Wednesday, December 19, 2012

Forgetting What I Do

I spent 14 hours working yesterday, most of them sitting in a van or on a ferry, traveling to represent a kid. I got home in time to go to bed and get a full night of sleep before waking up to rush to an early morning meeting back at the annex and then haul ass back to my office and the school to plan a group in five minutes or less. Cranky and dreading doing group, I grabbed a book from my shelf of directives and randomly opened to find something meaningful to do with my guys. Instead I found an old directive and had this thought, "Remember when you were an art therapist? What happened?" In spite of my annoyance at feeling rushed quite literally all over the place, this was surprisingly a happy thought like an old friend who could come visit and make me better at my job.

Sometimes I struggle to feel like an art therapist where I work, because nobody is an art therapist and everybody is an art therapist. I imagine that is not a rare phenomenon when one works with kids: not many people are trained to do art with kids, but everyone does it anyway. If I were to grab that fact and run with it, I could do some great work, take some initiative and shake things up in the best of ways, but other than entertaining thoughts of something better, I have followed along with the flow. That works too, but I am not putting my full self and knowledge to use. Pretty sad.

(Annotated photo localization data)
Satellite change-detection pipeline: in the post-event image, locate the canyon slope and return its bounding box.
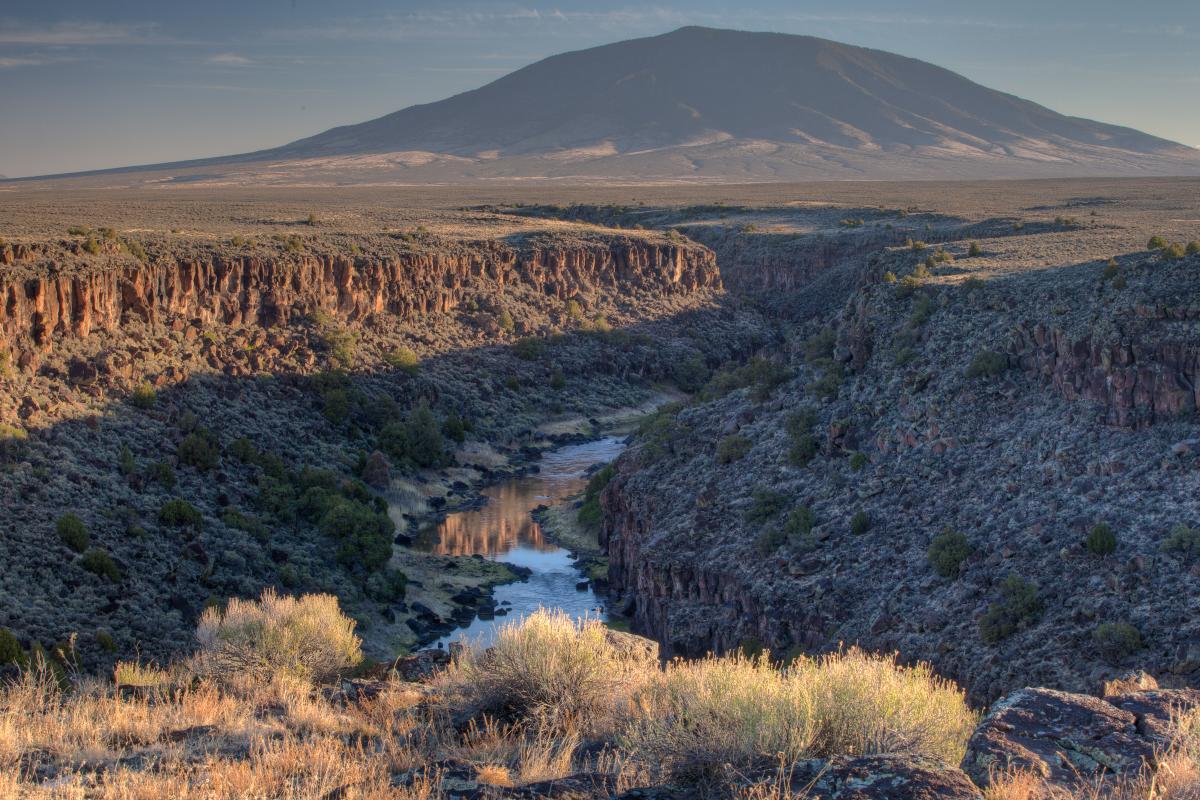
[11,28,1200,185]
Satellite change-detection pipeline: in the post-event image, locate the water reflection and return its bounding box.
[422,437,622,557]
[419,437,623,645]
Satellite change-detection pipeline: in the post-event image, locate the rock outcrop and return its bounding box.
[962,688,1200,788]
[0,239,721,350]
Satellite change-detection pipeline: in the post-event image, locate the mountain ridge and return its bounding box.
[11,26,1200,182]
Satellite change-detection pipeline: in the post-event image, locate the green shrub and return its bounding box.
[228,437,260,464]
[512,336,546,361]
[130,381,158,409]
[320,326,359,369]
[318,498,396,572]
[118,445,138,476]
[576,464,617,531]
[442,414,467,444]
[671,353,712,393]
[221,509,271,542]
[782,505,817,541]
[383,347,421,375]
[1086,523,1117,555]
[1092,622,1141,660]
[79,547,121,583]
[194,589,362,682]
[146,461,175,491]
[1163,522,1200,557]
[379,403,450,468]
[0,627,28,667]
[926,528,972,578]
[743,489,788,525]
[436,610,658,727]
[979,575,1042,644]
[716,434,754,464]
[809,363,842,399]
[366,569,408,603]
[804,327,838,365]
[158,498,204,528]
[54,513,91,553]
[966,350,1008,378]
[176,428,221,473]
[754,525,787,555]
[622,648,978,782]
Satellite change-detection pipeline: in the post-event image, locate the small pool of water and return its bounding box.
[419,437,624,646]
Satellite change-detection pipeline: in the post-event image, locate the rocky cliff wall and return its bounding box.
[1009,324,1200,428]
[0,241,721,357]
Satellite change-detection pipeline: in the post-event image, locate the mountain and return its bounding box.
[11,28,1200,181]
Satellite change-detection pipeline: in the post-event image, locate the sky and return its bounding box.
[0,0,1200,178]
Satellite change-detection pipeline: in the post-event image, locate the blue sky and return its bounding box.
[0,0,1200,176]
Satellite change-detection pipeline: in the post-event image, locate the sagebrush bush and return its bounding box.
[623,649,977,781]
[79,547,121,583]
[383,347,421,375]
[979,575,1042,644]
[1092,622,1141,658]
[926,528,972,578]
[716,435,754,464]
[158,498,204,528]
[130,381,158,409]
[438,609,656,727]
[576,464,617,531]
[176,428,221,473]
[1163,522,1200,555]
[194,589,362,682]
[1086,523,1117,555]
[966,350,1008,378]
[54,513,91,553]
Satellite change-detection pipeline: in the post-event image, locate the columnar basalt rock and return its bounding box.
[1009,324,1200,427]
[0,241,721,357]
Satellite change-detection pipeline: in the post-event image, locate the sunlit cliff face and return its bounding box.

(EXPLORE THE MATERIAL)
#1 In the blog post about being an art therapist, list every place the writer names rushing to on the morning after the 14-hour workday.
#2 Continue the blog post about being an art therapist, picking up after its last sentence.

(ANSWERS TO THE EXERCISES)
#1 The annex, the office, and the school.

#2
But the realization of this brought me some comfort. Like things aren't that bad. My kiddos still make progress. We still have some good groups and interventions. I imagined what would happen if I put what I have learned to use with attention and intention. It could be really great. So in that split second I vowed to work with more materials, put more thought into my guys' abilities and figure out how to make interventions make more sense, so the guys get maximum benefit.

I need to bring more of myself to work everyday.

1 comment:

  1. It is definitely a tough thing to do, especially when it is stressful at work so good for you for remembering. That is good advice.